PASSAGE PROVIDED:
This is the second installment in the series on Random Forest Regression. In the previous post the algorithm for Random Forest Regression was introduced, the data for RY stock was imported, given preliminary exploration and then preprocessed.

In this post, data exploration is taken a step further with visualizations. Note that some of these require that preprocessing occur before the data can be interpreted. The visualizations are done with Plotly with alternative code for Matplotlib presented in many cases. The charts are not rendered for Matplotlib since the information displayed is the same.

It may be informative to first browse an introduction and overview to Plotly which is covered here. Several visualizations are considered below including line charts with a bar chart, a candlestick chart, 2 box plots and a scatter plot matrix.

Line and Bar Plots for Prices and Volume

Plotly Version

This plot shows the typical layout where volume is aligned with stock price at a particular time. At some points in 2015 and 2009 increases in volume indicated sell offs, such as in the case of the 2009 recession.

Note that when using a notebook, the chart will appear below the code. It was placed above in this post for clarity.


Code

The code is fairly self explanatory. Each feature from the table (open, high etc.) has its own trace and parameters to control its appearance. The lines are of the Scatter type while volume is of type Bar.

The traces are appended to the figure and then some labelling parameters are set.

def ry_stock_with_volume():

    trace0 = go.Scatter(
        x=RY_df.index,
        y=RY_df['Adj Close'],
        name='Adj Close',
        opacity = 0.8
    )
    trace1 = go.Bar(
        x=RY_df.index,
        y=RY_df['Volume'],
        name='Volume'
    )

    trace2 = go.Scatter(
        x=RY_df.index,
        y=RY_df['Close'],
        opacity = 0.8,
        name='Close'
    )

    trace3 = go.Scatter(
        x=RY_df.index,
        y=RY_df['Open'],
        opacity = 0.8,
        name='Open'
    )

    trace4 = go.Scatter(
        x=RY_df.index,
        y=RY_df['High'],
        opacity = 0.8,
        name='High'
    )

    trace5 = go.Scatter(
        x=RY_df.index,
        y=RY_df['Low'],
        opacity = 0.8,
        name='Low'
    )

    fig = tools.make_subplots(rows=3, cols=1, specs=[[{'rowspan':2}], [None], [{}]])

    fig.append_trace(trace0, 1, 1)
    fig.append_trace(trace2, 1, 1)
    fig.append_trace(trace3, 1, 1)
    fig.append_trace(trace4, 1, 1)
    fig.append_trace(trace5, 1, 1)
    fig.append_trace(trace1, 3, 1)

    fig['layout'].update(showlegend=True, title='RY Stock')
    fig['layout']['xaxis2'].update(title='Date')
    fig['layout']['yaxis1'].update(title='Stock Price (US$)')
    fig['layout']['yaxis2'].update(title='Volume')

    return py.iplot(fig, filename='ry-stock-with-volume')

ry_stock_with_volume()
This is the format of your plot grid:
[ (1,1) x1,y1 ]
       |       
[ (3,1) x2,y2 ]

Matplotlib Version (Code Only)

INSTRUCTIONS TO FOLLOW:
Please transcribe the part of the Plotly stock chart post starting at "In this post, data" and ending at "scatter plot matrix.", word for word.

STORED RECORDS:
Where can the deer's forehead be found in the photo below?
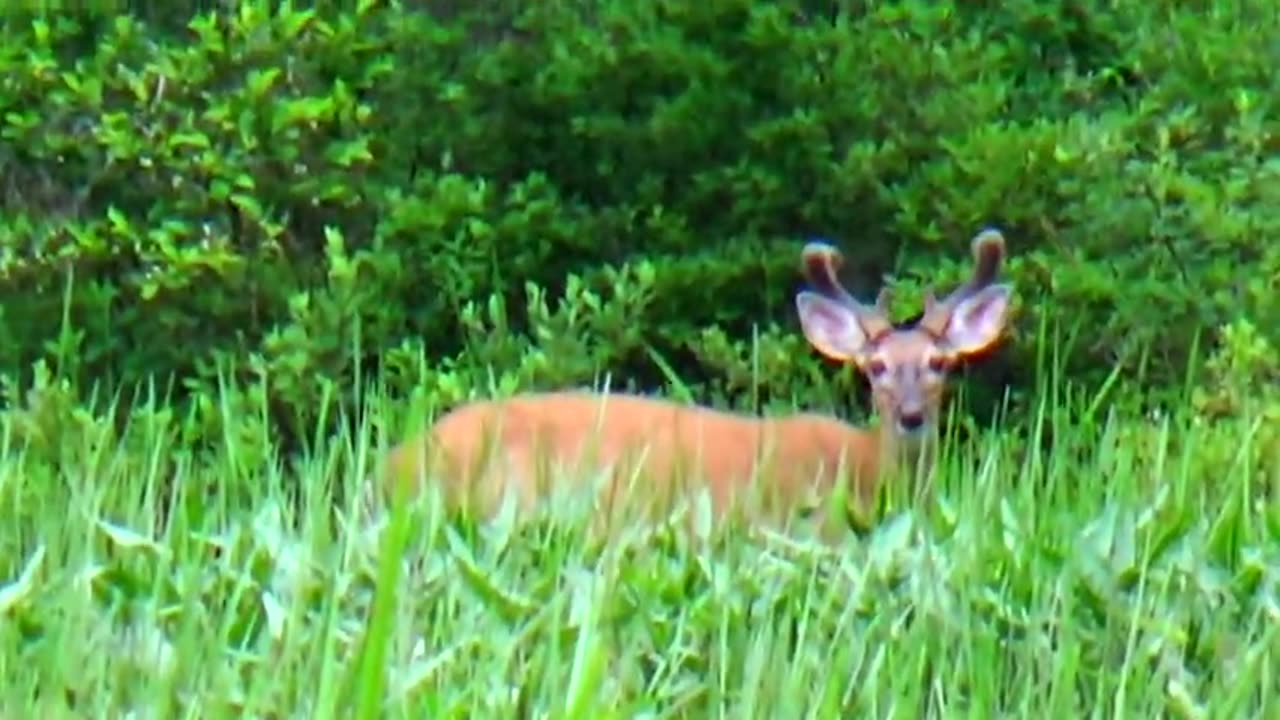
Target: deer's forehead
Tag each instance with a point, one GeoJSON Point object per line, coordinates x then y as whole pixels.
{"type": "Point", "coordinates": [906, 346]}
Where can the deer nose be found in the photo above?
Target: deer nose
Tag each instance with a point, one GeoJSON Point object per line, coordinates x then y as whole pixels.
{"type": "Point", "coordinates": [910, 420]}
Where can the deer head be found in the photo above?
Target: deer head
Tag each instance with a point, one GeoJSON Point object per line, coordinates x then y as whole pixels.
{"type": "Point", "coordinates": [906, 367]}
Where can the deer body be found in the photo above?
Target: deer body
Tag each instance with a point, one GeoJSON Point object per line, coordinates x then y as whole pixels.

SOLUTION BELOW:
In this post, data exploration is taken a step further with visualizations. Note that some of these require that preprocessing occur before the data can be interpreted. The visualizations are done with Plotly with alternative code for Matplotlib presented in many cases. The charts are not rendered for Matplotlib since the information displayed is the same.

It may be informative to first browse an introduction and overview to Plotly which is covered here. Several visualizations are considered below including line charts with a bar chart, a candlestick chart, 2 box plots and a scatter plot matrix.